## TEXTE PROPOSÉ
L'oeil d'Amid Faljaoui

Taxer les plus-values financières : un casse-tête monumental en vue ! 

Comment ne pas évoquer un sujet aussi captivant qu’un bon polar… ou presque : la taxation des plus-values sur actions. Oui, c’est au programme de notre nouveau gouvernement, et autant vous prévenir, c’est tout sauf simple. On nous promet une révolution fiscale pour détaxer le travail, mais en réalité, on s’apprête à compliquer la vie de tout le monde. 

Rappelons d’abord que, depuis le Code des Impôts sur les Revenus de 1962, la Belgique avait choisi de ne pas taxer les plus-values. C’est ce que nous rappelle l’économiste et académicien Bruno Colmant. Pourquoi cette absence de taxation ? mais parce qu’en Belgique, les revenus sont déjà lourdement taxés. Le travail, par exemple, est imposé à un taux marginal de 50 %. Les dividendes, eux, passent d’abord par la case impôt des sociétés, puis par le précompte mobilier pour frôler donc les 50 %. Bref, la pression fiscale, chez nous, ce n’est pas une légende ! Alors pourquoi changer une “logique” fiscale qui, certes, n’arrange pas tout le monde, mais a tenu bon pendant plus de 60 ans ?

## EXTRAIT DE DONNÉES
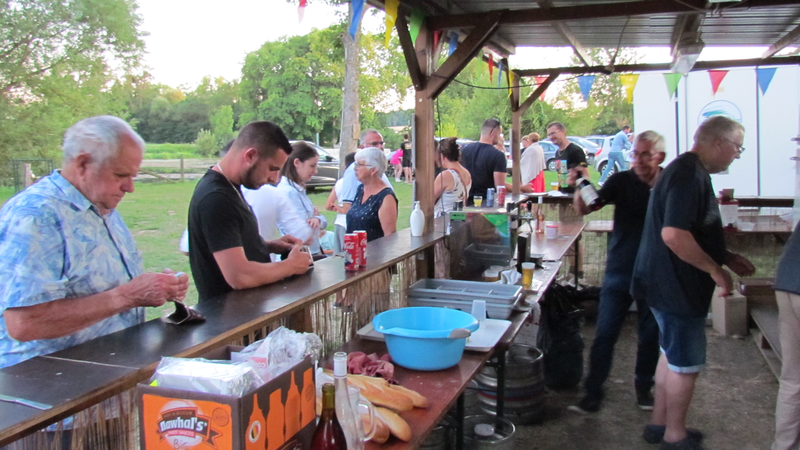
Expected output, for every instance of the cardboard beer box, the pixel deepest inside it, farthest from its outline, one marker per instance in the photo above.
(278, 415)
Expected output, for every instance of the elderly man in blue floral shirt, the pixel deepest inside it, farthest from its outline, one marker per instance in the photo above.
(69, 267)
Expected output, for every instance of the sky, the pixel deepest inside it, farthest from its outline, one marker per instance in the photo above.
(188, 40)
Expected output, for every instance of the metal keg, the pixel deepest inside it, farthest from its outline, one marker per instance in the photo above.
(488, 433)
(524, 390)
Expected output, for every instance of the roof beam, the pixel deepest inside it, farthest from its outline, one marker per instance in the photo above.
(664, 67)
(787, 40)
(466, 50)
(595, 11)
(414, 70)
(567, 34)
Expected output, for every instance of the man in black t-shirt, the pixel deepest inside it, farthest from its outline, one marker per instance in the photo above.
(679, 261)
(486, 164)
(226, 252)
(629, 191)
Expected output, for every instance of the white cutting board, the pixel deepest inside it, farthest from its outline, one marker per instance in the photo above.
(483, 340)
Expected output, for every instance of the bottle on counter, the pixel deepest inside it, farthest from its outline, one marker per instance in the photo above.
(329, 434)
(589, 194)
(540, 215)
(344, 410)
(417, 220)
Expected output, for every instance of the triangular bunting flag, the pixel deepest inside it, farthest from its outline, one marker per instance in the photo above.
(629, 83)
(301, 10)
(540, 80)
(765, 78)
(716, 78)
(389, 20)
(453, 43)
(417, 16)
(672, 80)
(585, 82)
(491, 67)
(500, 75)
(355, 21)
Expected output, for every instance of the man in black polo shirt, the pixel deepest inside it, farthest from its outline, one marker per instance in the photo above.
(679, 261)
(226, 251)
(485, 163)
(629, 191)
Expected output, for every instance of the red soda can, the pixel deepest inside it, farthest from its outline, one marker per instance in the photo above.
(501, 196)
(352, 252)
(362, 245)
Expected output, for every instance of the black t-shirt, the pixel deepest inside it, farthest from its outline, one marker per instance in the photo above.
(219, 219)
(683, 198)
(482, 161)
(630, 196)
(573, 154)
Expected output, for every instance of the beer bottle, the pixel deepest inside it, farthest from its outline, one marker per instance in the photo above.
(589, 195)
(328, 435)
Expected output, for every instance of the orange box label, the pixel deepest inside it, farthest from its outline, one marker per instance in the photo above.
(173, 423)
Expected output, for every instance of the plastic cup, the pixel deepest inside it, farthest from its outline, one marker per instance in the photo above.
(527, 274)
(479, 309)
(551, 231)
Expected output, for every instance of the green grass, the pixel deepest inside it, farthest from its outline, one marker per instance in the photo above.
(170, 151)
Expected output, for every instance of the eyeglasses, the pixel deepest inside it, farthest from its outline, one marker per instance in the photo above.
(739, 148)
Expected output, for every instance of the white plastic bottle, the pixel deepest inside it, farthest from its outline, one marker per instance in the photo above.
(417, 220)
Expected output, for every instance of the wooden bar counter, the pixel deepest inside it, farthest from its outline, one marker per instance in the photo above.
(76, 378)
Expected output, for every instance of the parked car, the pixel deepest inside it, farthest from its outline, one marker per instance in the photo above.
(589, 147)
(327, 168)
(601, 159)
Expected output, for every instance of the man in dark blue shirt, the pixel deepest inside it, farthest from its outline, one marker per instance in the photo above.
(629, 191)
(679, 261)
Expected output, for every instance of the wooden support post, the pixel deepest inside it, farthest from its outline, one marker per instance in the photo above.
(424, 130)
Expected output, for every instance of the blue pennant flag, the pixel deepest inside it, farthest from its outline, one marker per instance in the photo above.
(453, 43)
(765, 78)
(586, 82)
(358, 7)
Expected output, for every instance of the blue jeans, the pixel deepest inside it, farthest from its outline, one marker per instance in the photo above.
(613, 157)
(615, 300)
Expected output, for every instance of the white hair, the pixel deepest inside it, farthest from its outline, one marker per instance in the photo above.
(372, 157)
(98, 137)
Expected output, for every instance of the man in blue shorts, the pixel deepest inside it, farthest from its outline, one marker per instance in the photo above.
(679, 261)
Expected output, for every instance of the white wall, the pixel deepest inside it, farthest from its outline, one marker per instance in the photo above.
(770, 121)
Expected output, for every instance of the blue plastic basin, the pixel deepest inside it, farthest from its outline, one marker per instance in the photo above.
(417, 338)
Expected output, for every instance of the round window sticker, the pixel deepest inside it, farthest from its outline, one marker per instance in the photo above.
(720, 108)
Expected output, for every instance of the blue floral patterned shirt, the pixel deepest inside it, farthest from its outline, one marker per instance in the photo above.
(54, 244)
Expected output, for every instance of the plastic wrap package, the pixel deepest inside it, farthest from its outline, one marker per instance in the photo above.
(209, 376)
(280, 350)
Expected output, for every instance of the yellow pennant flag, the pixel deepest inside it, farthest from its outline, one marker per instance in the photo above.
(391, 17)
(629, 82)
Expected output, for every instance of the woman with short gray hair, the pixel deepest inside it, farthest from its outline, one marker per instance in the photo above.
(374, 208)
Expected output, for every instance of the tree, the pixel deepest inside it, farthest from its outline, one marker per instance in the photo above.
(54, 68)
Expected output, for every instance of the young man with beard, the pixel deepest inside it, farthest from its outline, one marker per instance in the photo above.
(226, 252)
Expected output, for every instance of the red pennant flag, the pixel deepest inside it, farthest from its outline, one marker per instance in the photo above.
(716, 78)
(540, 80)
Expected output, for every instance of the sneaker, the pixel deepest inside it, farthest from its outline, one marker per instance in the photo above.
(653, 434)
(686, 444)
(587, 405)
(644, 399)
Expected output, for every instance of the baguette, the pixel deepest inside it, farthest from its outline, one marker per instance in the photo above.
(381, 429)
(399, 427)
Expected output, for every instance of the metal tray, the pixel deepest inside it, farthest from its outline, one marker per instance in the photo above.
(492, 293)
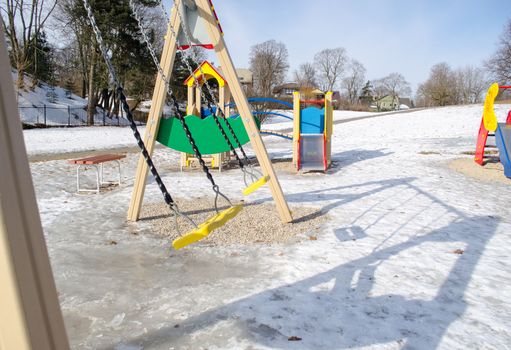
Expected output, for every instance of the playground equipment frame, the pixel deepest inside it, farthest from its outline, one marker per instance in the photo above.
(167, 62)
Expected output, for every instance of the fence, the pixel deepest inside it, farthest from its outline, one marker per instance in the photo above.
(46, 116)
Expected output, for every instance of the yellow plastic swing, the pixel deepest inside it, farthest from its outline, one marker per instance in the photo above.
(204, 229)
(255, 185)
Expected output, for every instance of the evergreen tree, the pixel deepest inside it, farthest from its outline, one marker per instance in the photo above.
(40, 57)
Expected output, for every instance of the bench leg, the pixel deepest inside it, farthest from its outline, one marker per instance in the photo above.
(98, 177)
(120, 177)
(78, 189)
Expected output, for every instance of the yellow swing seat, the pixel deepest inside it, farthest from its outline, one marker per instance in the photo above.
(254, 186)
(204, 229)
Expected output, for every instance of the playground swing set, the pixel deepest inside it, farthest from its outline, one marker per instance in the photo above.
(501, 131)
(31, 316)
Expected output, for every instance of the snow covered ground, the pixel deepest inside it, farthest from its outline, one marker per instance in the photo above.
(52, 105)
(415, 255)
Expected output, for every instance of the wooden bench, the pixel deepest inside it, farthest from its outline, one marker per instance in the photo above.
(97, 163)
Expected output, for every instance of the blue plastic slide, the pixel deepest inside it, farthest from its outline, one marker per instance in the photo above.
(503, 137)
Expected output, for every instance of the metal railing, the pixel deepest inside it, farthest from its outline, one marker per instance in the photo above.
(48, 116)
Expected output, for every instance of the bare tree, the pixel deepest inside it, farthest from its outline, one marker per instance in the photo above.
(440, 88)
(23, 25)
(354, 80)
(330, 65)
(393, 85)
(269, 64)
(499, 65)
(305, 75)
(470, 84)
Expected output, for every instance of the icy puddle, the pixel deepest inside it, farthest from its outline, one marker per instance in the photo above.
(256, 223)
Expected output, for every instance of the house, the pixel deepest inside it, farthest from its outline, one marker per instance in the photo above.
(245, 77)
(387, 103)
(405, 103)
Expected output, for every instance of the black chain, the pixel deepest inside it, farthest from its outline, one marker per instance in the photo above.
(222, 131)
(196, 151)
(145, 153)
(222, 114)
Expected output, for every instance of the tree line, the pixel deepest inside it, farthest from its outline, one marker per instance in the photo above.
(74, 62)
(331, 69)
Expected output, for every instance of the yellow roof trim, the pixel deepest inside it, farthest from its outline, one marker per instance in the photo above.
(209, 73)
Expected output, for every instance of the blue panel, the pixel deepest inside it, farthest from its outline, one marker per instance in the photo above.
(312, 121)
(264, 99)
(503, 138)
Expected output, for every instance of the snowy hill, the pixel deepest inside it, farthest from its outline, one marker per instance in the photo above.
(53, 106)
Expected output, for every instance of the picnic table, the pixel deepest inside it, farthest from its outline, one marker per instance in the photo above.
(97, 163)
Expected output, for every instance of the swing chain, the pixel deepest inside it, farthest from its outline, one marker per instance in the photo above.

## CONSIGNES
a: Recopiez, s'il vous plaît, le passage du texte proposé allant de « L'oeil d'Amid Faljaoui » jusqu'à « tout le monde. ».
b: D'après le texte proposé, depuis quel code la Belgique avait-elle choisi de ne pas taxer les plus-values ?

## RÉSULTATS DE L'EXERCICE
a:
L'oeil d'Amid Faljaoui

Taxer les plus-values financières : un casse-tête monumental en vue ! 

Comment ne pas évoquer un sujet aussi captivant qu’un bon polar… ou presque : la taxation des plus-values sur actions. Oui, c’est au programme de notre nouveau gouvernement, et autant vous prévenir, c’est tout sauf simple. On nous promet une révolution fiscale pour détaxer le travail, mais en réalité, on s’apprête à compliquer la vie de tout le monde.

b: Depuis le Code des Impôts sur les Revenus de 1962.